Exercise goal
All lines in the entries below that hold "white" make up the answer.

Point-per-instance localization data
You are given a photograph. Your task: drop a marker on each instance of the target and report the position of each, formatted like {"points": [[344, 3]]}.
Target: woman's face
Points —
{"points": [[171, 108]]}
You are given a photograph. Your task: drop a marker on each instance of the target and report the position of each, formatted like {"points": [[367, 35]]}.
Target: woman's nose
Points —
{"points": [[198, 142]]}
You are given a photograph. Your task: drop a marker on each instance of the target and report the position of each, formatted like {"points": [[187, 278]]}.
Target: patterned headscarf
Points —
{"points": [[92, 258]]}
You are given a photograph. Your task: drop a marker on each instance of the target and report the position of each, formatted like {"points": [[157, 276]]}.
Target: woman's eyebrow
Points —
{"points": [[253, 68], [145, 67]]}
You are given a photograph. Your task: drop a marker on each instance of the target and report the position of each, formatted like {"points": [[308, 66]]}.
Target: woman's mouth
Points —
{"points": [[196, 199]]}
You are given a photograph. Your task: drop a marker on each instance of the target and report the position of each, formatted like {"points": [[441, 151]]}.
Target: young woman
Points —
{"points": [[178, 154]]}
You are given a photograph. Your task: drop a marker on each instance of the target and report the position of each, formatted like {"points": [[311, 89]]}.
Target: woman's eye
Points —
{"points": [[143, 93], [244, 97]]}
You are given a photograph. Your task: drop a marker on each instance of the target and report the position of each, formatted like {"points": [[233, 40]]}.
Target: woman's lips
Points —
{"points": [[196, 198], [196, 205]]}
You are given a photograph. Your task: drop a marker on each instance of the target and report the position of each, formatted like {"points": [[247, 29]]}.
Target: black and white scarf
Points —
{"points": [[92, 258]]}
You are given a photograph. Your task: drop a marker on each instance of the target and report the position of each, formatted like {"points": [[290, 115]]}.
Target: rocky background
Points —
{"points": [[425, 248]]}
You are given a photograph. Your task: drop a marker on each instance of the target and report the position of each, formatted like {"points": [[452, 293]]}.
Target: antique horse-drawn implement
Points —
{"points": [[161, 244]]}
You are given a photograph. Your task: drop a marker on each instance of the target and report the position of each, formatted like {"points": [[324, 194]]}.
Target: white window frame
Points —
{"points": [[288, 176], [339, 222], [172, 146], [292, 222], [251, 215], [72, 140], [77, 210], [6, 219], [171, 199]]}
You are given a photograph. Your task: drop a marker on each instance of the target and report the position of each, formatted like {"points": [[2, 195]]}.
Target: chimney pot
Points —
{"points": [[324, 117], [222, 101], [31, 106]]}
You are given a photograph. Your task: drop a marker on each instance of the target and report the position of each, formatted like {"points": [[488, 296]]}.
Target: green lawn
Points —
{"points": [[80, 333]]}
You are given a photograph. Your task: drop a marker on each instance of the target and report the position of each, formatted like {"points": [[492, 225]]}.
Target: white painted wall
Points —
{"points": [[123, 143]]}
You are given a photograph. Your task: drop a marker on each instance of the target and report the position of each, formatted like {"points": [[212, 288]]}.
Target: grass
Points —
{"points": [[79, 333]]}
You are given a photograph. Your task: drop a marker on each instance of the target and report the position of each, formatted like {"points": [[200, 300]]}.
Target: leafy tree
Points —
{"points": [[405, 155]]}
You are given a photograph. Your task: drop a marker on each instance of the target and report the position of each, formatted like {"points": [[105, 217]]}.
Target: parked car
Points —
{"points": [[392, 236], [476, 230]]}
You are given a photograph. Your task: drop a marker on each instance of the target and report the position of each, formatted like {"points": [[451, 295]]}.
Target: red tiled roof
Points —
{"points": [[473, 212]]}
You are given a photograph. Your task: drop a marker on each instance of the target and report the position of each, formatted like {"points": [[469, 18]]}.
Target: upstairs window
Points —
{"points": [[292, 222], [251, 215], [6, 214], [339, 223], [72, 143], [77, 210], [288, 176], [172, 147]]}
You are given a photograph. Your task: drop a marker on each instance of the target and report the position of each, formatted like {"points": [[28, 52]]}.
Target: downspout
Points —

Reply
Target: black and white scarf
Target: white window frame
Target: white painted wall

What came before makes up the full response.